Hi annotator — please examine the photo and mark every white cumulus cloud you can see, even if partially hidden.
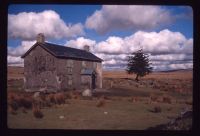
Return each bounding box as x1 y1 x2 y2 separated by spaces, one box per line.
7 41 36 66
65 37 96 52
85 5 173 34
8 10 84 40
▬▬▬
EXERCISE DESCRIPTION: Output every line of the data above verbatim and in the same order, leaving out the picture.

FINISHED ANSWER:
Hi annotator — please examine the photo and mark every white cumulus cloud you can see, even if partially hidden.
Return each bounding box as x1 y1 x2 y2 separated by spaces, one box per line.
7 41 36 66
65 37 96 52
85 5 173 34
8 10 84 40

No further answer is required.